• Instructions to follow
Copy out the lines of the records below, from the line containing "green grass pitch | locate" through the line containing "(212, 168), (250, 195)", inclusive, and leave the pictures out.

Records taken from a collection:
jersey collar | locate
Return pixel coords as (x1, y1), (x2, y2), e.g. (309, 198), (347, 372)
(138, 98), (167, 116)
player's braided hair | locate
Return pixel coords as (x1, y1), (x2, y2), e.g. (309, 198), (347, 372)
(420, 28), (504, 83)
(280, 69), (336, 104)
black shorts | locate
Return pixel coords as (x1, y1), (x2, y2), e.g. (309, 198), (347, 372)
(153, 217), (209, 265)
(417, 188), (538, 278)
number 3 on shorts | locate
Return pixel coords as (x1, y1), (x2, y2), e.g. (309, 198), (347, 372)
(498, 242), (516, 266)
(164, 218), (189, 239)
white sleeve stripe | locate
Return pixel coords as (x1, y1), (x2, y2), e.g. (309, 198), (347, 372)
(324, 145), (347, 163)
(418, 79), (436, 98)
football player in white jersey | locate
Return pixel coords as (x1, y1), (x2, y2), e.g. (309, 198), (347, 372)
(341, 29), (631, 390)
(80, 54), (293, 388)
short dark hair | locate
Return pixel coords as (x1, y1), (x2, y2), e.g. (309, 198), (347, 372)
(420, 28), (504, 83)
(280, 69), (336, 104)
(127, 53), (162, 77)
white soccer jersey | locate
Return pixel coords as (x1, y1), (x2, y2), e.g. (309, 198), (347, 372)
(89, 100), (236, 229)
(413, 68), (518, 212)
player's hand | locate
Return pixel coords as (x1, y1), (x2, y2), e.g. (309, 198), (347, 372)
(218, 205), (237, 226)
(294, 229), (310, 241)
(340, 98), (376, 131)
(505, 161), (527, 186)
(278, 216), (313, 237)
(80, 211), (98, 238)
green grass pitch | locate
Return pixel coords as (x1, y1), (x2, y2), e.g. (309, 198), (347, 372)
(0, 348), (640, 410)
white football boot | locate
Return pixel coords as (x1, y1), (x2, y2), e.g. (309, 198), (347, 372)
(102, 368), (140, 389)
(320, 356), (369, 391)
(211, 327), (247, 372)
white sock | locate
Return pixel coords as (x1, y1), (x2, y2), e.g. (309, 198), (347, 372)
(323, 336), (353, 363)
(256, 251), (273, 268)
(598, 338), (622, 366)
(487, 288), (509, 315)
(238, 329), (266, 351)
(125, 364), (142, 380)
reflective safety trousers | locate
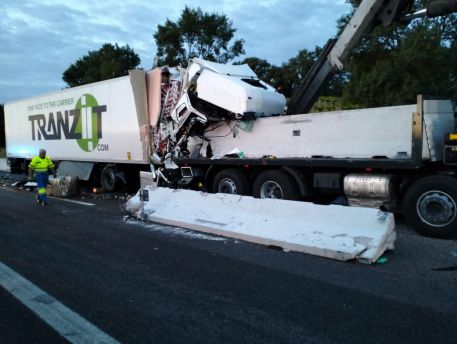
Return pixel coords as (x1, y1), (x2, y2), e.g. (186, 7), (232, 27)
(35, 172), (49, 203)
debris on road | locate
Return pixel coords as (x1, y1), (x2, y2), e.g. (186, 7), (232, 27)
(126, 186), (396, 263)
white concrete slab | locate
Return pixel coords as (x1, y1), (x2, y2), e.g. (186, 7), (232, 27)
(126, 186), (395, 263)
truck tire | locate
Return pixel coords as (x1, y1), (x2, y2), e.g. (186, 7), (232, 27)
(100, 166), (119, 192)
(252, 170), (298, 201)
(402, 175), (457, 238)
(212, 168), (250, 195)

---

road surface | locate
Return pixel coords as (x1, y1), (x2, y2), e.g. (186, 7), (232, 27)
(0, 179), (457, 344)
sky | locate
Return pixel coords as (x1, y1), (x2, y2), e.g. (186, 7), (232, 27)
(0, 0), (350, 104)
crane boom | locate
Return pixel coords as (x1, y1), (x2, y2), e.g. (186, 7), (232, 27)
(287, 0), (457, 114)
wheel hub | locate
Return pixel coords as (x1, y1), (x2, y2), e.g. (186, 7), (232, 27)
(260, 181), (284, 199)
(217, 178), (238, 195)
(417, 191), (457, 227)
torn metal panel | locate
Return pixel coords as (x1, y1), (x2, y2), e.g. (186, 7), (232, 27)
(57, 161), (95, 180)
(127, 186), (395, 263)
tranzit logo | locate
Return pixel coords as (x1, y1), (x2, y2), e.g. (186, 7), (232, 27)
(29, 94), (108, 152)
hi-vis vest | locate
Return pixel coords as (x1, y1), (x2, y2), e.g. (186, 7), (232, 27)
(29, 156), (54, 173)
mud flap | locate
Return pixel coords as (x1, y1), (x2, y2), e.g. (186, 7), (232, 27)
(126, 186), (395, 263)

• Correct answer
green grass pitch | locate
Return pixel coords as (x1, y1), (x2, y2), e.g. (309, 198), (347, 372)
(0, 348), (640, 410)
white football boot | locate
Return pixel coords as (x1, y1), (x2, y2), e.g. (309, 198), (347, 372)
(102, 368), (140, 389)
(320, 356), (369, 391)
(211, 327), (247, 372)
white sock | locate
Return pixel coords as (x1, y1), (x2, y2), e.g. (309, 198), (347, 372)
(323, 336), (353, 363)
(256, 251), (273, 268)
(598, 338), (622, 366)
(487, 288), (509, 315)
(238, 329), (266, 351)
(125, 364), (142, 380)
reflective safety trousers | locate
Return pixel coords as (x1, y1), (x2, y2), e.g. (186, 7), (232, 27)
(35, 172), (49, 203)
debris on road | locate
Return pixel coords as (x1, y1), (x2, y2), e.g. (186, 7), (232, 27)
(126, 186), (396, 263)
white concrete slab | locate
Return pixel coords as (x1, y1), (x2, y2), e.g. (186, 7), (232, 27)
(126, 186), (395, 263)
truck tire | locate
Return pixel coords as (x1, y1), (x2, y2), e.g. (186, 7), (232, 27)
(100, 166), (119, 192)
(252, 170), (298, 201)
(402, 175), (457, 238)
(212, 168), (250, 195)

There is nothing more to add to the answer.